_What to do:_
Count the lines in the rows below that contain the string "skier", treating uppercase and lowercase as different, and reply with the number alone.

_Data:_
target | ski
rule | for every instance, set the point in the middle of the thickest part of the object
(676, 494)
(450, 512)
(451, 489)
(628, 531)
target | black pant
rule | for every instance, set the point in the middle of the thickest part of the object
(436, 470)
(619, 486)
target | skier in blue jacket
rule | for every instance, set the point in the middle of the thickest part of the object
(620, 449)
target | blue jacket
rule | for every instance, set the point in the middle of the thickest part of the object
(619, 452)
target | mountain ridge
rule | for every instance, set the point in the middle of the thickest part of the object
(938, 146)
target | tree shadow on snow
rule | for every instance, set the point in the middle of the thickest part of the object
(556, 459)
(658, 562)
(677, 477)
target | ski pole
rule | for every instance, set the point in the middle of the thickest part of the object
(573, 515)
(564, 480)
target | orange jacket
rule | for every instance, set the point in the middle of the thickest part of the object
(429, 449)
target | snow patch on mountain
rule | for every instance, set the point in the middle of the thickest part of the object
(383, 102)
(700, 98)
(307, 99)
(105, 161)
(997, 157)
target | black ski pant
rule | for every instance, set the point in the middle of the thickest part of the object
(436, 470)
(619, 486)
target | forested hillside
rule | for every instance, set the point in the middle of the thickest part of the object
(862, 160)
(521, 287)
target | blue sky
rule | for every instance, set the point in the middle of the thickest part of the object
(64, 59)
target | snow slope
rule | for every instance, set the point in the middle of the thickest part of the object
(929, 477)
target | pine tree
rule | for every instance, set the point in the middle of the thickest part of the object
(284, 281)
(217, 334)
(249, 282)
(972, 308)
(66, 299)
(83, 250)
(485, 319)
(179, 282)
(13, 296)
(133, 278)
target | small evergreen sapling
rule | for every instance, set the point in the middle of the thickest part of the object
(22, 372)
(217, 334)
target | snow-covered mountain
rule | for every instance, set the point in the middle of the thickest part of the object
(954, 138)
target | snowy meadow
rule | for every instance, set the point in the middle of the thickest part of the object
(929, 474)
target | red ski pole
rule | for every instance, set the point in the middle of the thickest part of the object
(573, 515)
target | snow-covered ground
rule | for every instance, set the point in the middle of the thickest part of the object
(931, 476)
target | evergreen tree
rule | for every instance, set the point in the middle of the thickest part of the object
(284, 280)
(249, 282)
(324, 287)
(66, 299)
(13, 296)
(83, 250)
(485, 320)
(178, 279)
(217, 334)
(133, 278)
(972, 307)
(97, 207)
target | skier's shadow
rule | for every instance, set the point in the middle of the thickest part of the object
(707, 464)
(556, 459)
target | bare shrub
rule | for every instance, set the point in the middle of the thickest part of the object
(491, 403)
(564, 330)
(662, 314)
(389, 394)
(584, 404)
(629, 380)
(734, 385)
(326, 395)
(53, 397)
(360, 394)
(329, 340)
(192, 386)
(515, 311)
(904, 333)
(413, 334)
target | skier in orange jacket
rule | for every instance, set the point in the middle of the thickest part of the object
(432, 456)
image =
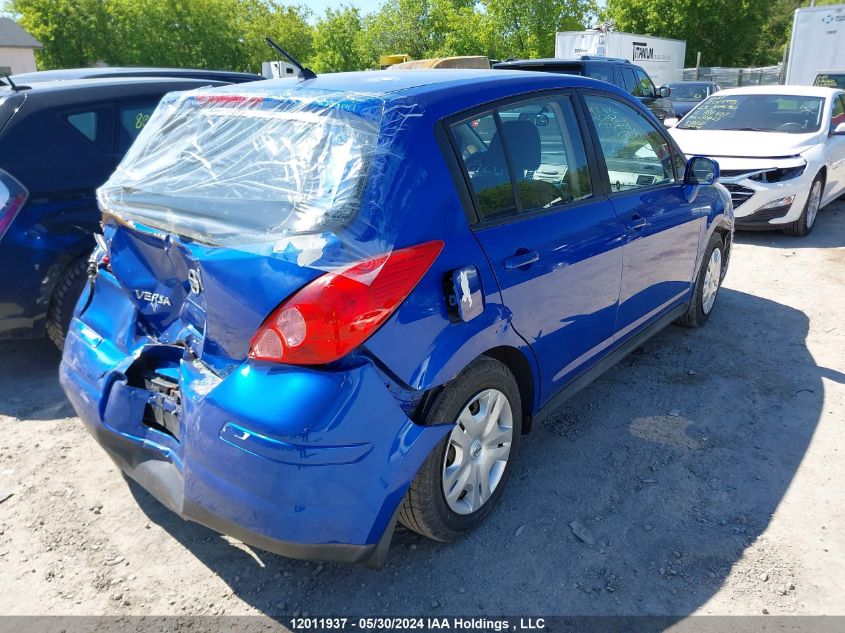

_Task result:_
3